*** RAW RECORDS ***

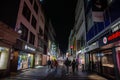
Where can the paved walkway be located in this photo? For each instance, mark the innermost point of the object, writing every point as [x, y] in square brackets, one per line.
[43, 73]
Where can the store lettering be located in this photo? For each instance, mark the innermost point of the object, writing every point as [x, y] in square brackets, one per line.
[114, 36]
[29, 48]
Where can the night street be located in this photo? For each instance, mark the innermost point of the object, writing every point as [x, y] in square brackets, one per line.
[60, 40]
[42, 73]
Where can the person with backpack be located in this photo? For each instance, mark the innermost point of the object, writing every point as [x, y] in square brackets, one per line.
[67, 64]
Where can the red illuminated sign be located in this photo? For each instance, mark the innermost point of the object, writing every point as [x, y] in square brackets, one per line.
[114, 36]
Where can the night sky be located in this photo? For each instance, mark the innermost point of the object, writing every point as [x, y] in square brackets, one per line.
[61, 13]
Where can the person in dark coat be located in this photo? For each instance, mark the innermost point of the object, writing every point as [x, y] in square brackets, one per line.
[73, 65]
[67, 64]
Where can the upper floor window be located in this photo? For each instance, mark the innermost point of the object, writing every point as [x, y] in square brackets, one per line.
[26, 12]
[35, 7]
[33, 22]
[32, 38]
[24, 33]
[31, 1]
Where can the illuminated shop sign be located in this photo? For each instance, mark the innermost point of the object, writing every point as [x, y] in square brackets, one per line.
[29, 48]
[111, 37]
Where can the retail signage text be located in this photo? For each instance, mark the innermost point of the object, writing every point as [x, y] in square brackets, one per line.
[29, 48]
[114, 36]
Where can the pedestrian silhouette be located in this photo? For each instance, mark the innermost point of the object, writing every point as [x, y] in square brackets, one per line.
[73, 65]
[67, 64]
[49, 64]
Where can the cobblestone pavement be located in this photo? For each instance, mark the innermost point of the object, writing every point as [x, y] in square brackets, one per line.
[43, 73]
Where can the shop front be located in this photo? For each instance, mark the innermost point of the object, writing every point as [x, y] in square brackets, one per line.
[110, 49]
[7, 39]
[38, 56]
[25, 60]
[23, 56]
[92, 58]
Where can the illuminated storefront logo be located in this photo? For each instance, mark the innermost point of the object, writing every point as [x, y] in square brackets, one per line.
[114, 36]
[111, 37]
[29, 48]
[104, 40]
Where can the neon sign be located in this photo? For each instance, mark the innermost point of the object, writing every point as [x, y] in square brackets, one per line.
[114, 36]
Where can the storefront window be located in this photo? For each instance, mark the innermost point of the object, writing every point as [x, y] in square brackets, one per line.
[96, 62]
[118, 58]
[38, 59]
[107, 64]
[25, 60]
[4, 54]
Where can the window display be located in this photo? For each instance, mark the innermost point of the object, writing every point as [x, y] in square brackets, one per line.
[4, 54]
[107, 64]
[118, 58]
[25, 61]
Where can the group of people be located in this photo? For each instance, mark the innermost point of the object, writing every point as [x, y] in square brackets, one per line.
[73, 63]
[52, 64]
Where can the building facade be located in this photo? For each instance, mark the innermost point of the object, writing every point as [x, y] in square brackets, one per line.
[102, 37]
[27, 19]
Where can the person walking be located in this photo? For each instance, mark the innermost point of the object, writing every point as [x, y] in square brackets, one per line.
[77, 64]
[67, 64]
[49, 64]
[73, 65]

***

CHALLENGE:
Beginning at the line where "Where can the shop" appears, extract each line through the end of the data above; keep them exact and include nothing else.

TASK RESULT:
Where can the shop front be located in this photo? For each instance, mark the innermost point of the object, writing every point as [x, y] in square brackets, one per line.
[110, 49]
[7, 39]
[38, 56]
[25, 60]
[23, 56]
[92, 58]
Where can the illuminated storefront logo be located in this photo? For each instance, mark the innermost point of the object, writing every point as [x, y] in square brackets, one per line.
[114, 36]
[111, 37]
[29, 48]
[104, 40]
Where can the neon sign be located in this photo? For each instance, mark the innermost point of the object, writing every point as [x, y] in square brackets, one per line.
[114, 36]
Where can the storefront window be located in this photo? For each instance, mark the innermost point of the object, writing every point as [x, y] in square brackets, one per line.
[96, 62]
[118, 58]
[38, 59]
[107, 64]
[25, 60]
[4, 54]
Where can the window display be located in this photo? For each instance, mark the innermost point of the object, writing every point as [x, y] in square brackets, one per line.
[4, 54]
[107, 64]
[118, 58]
[25, 61]
Where can the group of people be located in this photo? For each instance, mark the innermost point of the object, writing every point as [x, y] in square brackets, one per line.
[73, 63]
[52, 64]
Where can the building facade be located in this photo? For each instance, mark the innermost point of the object, writing every point as [x, y] in square brackets, one per line.
[102, 37]
[27, 19]
Where can the person walking be located in this photo? For each instance, mark the innermost point of the object, writing every point as [x, y] in square brackets, one per line.
[77, 64]
[67, 64]
[49, 64]
[73, 65]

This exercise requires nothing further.